SELECTED EXTRACT:
============================================================
Film Review: Ledger’s last film
For Heath Ledger fans, The Imaginarium of Doctor Parnassus is a bittersweet success. The storyline is one of director Terry Gilliam’s many erratic tales. The Adventures of Baron Munchausen director is known for his seemingly all-over-the- -place storylines, but Imaginarium is beautifully coordinated with computer-generated imagery that allows you to the see the story as Gilliam meant it to be.
Though Ledger unfortunately passed away during the making of the film, it created an interesting and touching twist. Friends of Ledger – Johnny Depp, Jude Law, and Collin Farrell – stood in to finish his scenes. The many faces of Ledger’s character Tony are represented by the trio in Doctor Parnassus’ Imaginarium, and hold a symbolic meaning that speaks to Tony’s character.
============================================================
MATERIAL SHOWN:
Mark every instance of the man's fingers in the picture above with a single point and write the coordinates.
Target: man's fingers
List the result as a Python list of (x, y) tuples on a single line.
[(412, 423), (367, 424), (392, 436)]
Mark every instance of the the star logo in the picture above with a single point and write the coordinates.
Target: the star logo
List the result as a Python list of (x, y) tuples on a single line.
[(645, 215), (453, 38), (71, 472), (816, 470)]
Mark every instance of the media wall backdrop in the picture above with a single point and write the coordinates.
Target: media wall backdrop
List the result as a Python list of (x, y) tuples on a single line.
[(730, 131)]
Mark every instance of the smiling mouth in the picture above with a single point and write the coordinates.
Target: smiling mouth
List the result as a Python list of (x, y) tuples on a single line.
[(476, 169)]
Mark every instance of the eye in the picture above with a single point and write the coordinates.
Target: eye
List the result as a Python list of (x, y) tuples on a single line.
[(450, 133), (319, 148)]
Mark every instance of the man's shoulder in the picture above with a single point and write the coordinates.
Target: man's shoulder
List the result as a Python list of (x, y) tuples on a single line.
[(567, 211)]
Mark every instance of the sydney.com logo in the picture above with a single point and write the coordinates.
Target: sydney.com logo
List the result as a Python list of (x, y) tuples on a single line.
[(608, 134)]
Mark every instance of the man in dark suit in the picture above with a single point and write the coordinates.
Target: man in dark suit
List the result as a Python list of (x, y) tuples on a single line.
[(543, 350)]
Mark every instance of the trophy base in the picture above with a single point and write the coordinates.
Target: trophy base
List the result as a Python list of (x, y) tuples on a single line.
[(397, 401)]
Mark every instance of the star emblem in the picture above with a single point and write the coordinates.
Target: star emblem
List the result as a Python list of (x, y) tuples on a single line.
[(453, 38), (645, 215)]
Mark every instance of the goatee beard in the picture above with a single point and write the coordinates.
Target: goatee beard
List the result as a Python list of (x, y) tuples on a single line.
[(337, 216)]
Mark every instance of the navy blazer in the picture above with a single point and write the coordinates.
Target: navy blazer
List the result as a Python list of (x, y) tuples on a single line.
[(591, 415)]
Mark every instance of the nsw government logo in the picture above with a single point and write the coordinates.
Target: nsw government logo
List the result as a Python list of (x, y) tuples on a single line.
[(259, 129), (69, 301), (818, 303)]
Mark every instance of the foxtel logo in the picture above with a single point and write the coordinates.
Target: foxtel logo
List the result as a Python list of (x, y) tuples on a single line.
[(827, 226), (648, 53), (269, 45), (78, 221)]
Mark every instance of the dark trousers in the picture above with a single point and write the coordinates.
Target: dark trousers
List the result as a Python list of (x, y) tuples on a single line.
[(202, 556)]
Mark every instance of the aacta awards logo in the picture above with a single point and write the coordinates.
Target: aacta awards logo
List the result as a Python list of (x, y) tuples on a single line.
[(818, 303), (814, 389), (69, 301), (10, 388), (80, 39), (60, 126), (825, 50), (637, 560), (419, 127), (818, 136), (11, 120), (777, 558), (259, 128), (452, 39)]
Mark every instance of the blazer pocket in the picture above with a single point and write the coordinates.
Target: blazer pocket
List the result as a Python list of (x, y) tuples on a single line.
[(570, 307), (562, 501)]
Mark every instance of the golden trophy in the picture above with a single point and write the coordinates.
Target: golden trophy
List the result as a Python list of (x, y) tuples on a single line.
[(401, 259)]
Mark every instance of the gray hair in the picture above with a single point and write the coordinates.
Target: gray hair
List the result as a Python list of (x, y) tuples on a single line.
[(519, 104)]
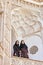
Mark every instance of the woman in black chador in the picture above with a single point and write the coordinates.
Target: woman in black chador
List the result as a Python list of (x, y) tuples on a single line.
[(24, 49), (16, 49)]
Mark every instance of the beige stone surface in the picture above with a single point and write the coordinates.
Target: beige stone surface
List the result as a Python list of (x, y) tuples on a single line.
[(11, 10)]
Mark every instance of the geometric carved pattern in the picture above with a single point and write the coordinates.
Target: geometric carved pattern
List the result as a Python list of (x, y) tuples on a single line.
[(25, 22)]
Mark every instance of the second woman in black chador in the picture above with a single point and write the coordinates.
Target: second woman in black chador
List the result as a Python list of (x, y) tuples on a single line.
[(24, 49), (16, 49)]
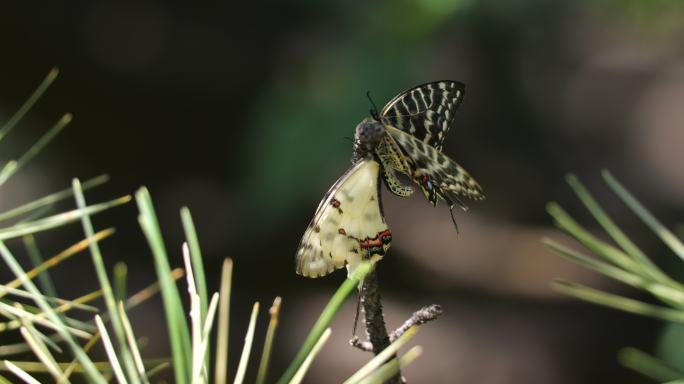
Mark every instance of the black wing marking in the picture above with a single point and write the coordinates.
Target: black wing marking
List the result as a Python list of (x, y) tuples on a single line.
[(426, 111), (436, 173)]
============================================================
Decide whether each statement agrees with the film review, giving yes or no and quoting the review's deciding words: (a) Ledger died before the film was finished; (b) the review says the film is poorly coordinated; (c) the review calls the film a bittersweet success for Ledger's fans.

(a) Yes: "Ledger unfortunately passed away during the making of the film"
(b) No: "Imaginarium is beautifully coordinated with computer-generated imagery"
(c) Yes: "For Heath Ledger fans, The Imaginarium of Doctor Parnassus is a bittersweet success."